[SUPPLIED MATERIAL start]

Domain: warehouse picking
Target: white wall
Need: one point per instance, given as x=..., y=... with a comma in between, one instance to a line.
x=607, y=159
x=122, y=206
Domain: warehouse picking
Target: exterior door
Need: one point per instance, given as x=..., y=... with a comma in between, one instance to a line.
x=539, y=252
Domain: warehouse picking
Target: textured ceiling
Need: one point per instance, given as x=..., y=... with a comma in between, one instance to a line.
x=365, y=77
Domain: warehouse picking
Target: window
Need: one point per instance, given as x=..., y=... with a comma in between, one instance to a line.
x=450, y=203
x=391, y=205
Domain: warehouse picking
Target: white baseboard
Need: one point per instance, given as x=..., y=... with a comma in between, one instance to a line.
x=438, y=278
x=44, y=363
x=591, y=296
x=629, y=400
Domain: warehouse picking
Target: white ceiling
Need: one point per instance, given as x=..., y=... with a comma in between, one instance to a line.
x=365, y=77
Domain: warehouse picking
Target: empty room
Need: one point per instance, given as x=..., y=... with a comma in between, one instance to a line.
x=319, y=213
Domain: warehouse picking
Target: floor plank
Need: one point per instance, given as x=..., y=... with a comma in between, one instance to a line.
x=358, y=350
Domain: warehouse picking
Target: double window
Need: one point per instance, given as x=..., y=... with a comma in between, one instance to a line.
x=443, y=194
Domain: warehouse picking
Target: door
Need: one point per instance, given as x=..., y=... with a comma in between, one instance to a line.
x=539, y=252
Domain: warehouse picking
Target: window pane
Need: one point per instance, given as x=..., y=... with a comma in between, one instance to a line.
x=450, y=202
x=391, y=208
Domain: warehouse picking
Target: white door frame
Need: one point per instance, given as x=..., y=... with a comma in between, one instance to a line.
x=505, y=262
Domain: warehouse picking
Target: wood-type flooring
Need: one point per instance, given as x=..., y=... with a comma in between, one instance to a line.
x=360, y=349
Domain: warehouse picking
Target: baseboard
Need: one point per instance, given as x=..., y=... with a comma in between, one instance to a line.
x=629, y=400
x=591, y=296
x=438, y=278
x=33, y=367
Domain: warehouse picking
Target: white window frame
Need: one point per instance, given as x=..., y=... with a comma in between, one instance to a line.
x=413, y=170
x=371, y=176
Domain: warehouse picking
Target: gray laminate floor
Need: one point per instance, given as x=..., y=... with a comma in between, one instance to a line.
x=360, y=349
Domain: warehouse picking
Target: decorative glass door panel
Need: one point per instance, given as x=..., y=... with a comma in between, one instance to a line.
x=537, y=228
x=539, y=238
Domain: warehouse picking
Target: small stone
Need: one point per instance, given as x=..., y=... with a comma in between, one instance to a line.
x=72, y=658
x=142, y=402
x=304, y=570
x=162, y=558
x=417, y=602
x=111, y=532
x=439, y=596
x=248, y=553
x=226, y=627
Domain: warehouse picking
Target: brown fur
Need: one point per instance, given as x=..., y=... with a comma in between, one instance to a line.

[SUPPLIED MATERIAL end]

> WORK TO DO
Pull out each line of the records that contains the string "white" and copy it unchanged. Matches are case-sensitive.

> CORRECT RESPONSE
Target: white wall
Target: white baseboard
Target: white ceiling
Target: white door frame
Target: white window frame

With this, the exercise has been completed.